* Exercise brief
The lines to be set down run from the line containing "Annotation task — mark the dark" through the final line of the data below; print them exactly and print nothing else.

* Recorded information
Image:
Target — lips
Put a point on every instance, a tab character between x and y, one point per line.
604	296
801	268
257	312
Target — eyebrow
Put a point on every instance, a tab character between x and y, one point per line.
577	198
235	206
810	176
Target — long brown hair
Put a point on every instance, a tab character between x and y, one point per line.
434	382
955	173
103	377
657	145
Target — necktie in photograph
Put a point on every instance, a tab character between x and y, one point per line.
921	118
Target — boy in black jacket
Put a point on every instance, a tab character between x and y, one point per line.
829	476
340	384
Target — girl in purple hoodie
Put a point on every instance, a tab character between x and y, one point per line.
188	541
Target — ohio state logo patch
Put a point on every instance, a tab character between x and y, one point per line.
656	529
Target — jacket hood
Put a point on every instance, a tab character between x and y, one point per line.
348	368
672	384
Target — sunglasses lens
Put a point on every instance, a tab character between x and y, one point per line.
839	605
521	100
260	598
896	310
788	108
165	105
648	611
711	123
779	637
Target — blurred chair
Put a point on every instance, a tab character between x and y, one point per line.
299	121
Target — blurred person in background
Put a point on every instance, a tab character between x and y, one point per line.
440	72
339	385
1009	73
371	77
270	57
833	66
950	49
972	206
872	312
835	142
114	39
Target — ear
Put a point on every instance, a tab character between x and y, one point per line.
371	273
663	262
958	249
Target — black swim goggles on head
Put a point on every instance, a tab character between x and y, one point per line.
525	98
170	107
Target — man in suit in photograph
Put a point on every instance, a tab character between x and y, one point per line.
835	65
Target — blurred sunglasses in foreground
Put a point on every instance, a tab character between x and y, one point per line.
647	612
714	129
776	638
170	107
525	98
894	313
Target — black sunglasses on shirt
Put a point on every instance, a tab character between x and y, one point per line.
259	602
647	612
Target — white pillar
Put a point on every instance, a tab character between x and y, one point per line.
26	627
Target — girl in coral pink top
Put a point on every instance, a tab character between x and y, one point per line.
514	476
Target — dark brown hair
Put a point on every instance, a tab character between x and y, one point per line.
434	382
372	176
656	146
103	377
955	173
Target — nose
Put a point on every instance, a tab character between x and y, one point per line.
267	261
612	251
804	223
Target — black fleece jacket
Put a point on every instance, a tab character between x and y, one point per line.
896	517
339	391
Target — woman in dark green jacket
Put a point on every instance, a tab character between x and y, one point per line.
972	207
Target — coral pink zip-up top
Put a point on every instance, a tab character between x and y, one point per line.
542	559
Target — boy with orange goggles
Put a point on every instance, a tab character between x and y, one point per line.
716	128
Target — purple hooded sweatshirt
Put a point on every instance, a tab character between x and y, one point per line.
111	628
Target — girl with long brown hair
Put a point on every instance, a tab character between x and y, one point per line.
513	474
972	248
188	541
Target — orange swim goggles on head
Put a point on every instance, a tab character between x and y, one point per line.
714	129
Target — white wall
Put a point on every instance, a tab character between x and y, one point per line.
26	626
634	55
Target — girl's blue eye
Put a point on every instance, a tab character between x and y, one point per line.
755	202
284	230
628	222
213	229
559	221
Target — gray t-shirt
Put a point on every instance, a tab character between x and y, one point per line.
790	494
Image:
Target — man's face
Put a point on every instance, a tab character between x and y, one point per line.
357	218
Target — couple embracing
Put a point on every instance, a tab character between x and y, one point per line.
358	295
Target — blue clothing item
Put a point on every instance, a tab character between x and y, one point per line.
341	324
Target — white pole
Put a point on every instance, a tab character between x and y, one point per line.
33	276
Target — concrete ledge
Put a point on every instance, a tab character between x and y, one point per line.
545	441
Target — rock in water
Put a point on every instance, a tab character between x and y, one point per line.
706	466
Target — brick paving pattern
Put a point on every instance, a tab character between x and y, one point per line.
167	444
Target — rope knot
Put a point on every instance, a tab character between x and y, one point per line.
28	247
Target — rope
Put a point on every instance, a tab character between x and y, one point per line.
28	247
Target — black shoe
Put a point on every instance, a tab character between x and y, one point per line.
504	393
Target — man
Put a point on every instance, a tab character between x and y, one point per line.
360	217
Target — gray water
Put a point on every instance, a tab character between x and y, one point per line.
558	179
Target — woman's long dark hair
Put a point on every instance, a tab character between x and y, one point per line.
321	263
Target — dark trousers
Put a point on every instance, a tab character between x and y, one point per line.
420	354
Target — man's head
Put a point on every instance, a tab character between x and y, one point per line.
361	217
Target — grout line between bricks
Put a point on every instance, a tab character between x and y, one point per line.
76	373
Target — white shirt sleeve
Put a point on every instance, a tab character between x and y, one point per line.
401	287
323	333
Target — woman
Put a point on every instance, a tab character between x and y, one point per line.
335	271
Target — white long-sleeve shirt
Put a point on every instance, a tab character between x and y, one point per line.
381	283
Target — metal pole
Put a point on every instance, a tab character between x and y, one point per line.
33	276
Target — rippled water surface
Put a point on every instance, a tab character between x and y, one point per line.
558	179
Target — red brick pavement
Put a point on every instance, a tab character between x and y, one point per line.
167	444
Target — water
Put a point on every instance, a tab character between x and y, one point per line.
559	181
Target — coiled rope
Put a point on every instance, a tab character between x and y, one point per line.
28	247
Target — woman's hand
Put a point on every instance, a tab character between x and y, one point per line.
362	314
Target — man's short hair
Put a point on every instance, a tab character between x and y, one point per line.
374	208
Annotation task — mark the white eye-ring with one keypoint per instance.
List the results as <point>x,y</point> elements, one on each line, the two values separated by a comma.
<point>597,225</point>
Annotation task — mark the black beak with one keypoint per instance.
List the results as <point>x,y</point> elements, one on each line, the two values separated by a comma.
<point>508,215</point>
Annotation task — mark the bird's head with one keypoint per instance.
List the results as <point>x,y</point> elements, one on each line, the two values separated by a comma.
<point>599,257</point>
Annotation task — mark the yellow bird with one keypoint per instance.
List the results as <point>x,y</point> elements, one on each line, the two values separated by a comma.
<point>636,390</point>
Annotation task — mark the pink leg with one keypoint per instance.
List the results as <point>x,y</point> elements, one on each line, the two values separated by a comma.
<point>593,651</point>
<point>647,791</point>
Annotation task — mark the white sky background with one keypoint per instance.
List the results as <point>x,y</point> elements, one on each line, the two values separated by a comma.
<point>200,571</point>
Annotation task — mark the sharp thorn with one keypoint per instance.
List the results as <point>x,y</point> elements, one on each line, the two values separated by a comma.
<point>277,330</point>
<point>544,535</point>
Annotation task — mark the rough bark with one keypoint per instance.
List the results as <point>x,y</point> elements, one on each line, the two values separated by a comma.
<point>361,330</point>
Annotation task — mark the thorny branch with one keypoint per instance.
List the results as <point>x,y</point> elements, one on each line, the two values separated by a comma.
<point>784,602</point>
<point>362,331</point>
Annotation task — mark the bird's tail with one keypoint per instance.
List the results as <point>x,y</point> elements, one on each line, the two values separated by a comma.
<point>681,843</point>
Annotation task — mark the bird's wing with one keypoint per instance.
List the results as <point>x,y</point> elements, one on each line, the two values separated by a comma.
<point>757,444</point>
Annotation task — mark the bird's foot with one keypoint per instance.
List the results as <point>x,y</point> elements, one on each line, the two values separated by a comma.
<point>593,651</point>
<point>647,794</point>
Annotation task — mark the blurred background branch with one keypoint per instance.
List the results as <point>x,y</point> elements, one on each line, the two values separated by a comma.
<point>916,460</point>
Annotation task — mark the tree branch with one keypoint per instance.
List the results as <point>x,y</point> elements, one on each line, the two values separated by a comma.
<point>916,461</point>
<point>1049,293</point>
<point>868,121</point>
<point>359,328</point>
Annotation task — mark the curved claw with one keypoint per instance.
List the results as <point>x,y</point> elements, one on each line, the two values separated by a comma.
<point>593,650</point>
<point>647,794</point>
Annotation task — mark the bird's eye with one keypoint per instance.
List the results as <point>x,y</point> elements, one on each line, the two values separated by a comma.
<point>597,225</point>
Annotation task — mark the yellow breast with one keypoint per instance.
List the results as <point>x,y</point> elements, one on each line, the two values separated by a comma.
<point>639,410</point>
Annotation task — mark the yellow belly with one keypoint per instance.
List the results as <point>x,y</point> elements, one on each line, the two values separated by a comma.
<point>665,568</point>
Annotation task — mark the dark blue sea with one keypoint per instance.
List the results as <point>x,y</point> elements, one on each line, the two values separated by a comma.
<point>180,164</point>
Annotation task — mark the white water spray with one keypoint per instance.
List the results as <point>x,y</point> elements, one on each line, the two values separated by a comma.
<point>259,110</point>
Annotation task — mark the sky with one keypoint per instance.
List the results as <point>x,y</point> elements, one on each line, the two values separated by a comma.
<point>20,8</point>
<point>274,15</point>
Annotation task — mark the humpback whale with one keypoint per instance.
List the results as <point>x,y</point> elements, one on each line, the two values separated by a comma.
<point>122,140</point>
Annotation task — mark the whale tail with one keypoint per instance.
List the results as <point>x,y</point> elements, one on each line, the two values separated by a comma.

* The result
Annotation task — mark the dark blue sea with one keypoint per instance.
List the results as <point>x,y</point> elements, one on each line, the two values separated by a comma.
<point>180,164</point>
Annotation task — mark the white water spray with one keypoint per instance.
List the results as <point>x,y</point> elements, one on each line, the two values separated by a comma.
<point>259,110</point>
Annotation task — mark the sky with one keypoint per instance.
List the results as <point>x,y</point> elements, one on each line, the two values separated by a comma.
<point>20,8</point>
<point>274,15</point>
Annotation task — mark the humpback whale with one keypoint per instance.
List the results as <point>x,y</point> elements, one on each line, the two values separated by a comma.
<point>122,140</point>
Annotation task — mark the whale tail with one keypoint per instance.
List the results as <point>x,y</point> elements, one on each line, the two values separated by a comma.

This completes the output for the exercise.